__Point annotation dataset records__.
-*-*-
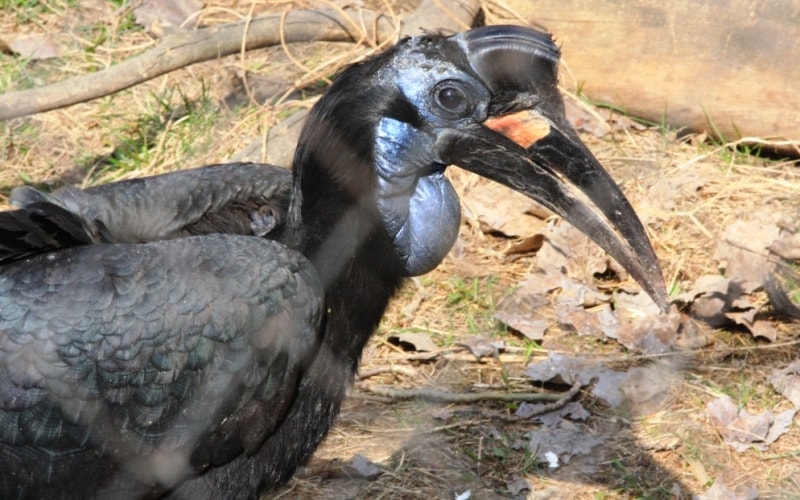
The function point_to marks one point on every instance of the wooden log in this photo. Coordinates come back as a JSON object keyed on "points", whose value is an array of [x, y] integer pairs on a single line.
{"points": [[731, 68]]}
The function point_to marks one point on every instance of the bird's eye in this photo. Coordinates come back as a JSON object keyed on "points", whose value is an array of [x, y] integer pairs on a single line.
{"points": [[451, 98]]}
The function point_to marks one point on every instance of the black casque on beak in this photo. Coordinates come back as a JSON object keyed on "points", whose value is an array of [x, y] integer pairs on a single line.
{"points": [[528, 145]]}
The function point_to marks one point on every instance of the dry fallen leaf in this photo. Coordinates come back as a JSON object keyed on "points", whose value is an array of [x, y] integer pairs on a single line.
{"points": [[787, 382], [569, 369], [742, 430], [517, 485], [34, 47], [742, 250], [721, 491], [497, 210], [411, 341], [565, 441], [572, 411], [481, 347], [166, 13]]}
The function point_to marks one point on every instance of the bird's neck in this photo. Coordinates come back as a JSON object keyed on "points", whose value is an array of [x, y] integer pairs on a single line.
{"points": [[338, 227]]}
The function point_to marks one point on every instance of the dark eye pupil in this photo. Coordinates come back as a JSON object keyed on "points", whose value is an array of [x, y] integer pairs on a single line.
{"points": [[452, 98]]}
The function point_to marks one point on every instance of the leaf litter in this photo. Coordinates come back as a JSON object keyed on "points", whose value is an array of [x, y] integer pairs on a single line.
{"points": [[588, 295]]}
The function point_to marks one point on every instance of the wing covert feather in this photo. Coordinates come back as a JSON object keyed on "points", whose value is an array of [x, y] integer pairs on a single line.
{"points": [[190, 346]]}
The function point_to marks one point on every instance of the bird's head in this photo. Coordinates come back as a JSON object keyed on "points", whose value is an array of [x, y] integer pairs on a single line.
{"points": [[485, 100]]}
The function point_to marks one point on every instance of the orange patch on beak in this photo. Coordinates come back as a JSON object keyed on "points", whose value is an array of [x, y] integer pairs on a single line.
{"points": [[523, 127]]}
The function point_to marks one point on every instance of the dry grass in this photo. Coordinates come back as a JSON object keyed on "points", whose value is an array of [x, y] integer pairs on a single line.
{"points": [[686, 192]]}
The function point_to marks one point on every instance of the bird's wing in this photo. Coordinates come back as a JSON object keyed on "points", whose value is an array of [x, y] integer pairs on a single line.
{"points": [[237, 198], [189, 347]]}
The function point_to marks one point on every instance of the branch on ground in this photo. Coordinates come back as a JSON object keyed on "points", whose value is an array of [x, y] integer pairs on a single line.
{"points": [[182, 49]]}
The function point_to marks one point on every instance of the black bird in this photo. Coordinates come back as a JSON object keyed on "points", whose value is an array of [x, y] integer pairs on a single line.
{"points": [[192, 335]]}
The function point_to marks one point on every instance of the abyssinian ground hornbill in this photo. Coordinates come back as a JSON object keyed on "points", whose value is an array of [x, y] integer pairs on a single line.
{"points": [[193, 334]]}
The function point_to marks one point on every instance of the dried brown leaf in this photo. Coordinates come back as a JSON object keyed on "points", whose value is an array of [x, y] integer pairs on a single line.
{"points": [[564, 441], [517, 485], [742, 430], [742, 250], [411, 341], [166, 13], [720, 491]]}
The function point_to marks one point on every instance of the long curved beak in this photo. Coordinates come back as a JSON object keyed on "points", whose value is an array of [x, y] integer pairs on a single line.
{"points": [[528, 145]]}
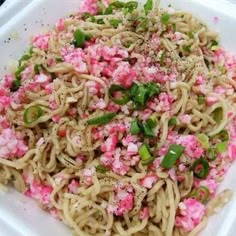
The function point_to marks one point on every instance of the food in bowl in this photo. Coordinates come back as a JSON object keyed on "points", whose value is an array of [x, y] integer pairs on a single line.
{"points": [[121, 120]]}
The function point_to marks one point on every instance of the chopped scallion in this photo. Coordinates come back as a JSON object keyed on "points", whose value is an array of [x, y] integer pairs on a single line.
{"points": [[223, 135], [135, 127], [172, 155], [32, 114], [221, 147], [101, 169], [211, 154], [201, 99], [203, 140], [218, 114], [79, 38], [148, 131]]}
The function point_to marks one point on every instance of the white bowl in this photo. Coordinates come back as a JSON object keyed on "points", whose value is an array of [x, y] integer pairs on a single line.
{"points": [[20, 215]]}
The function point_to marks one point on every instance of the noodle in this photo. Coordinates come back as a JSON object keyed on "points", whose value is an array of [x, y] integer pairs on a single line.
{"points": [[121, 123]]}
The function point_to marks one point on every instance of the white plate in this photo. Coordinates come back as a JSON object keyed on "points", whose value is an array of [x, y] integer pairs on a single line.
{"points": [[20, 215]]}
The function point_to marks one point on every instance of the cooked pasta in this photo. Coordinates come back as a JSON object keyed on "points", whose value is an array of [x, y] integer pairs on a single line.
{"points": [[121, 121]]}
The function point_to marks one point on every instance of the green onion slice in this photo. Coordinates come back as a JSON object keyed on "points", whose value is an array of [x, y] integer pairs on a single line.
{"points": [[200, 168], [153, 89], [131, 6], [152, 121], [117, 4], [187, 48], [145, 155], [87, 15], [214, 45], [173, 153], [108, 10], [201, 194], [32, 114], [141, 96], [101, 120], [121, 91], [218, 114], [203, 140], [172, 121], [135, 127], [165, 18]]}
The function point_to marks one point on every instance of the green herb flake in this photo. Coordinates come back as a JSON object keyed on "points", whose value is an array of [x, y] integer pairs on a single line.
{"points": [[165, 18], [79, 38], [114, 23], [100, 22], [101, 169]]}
-*-*-
__Short problem__.
Express the stretch of records from the line containing "the green herb" through the end of the records as a two-column CSV with the columns request and answer. Give one row per record, with each field quoted and any line breaks turned into spaces.

__Finished task__.
request,answer
"The function point_to marks one point on every instance of the green herb flake in this photo. Coordinates come back as a JSON object keyed on ""points"", whose value is an array of [x, y] integer pairs on a single line.","{""points"": [[165, 18], [79, 38], [114, 23], [100, 22], [101, 169]]}"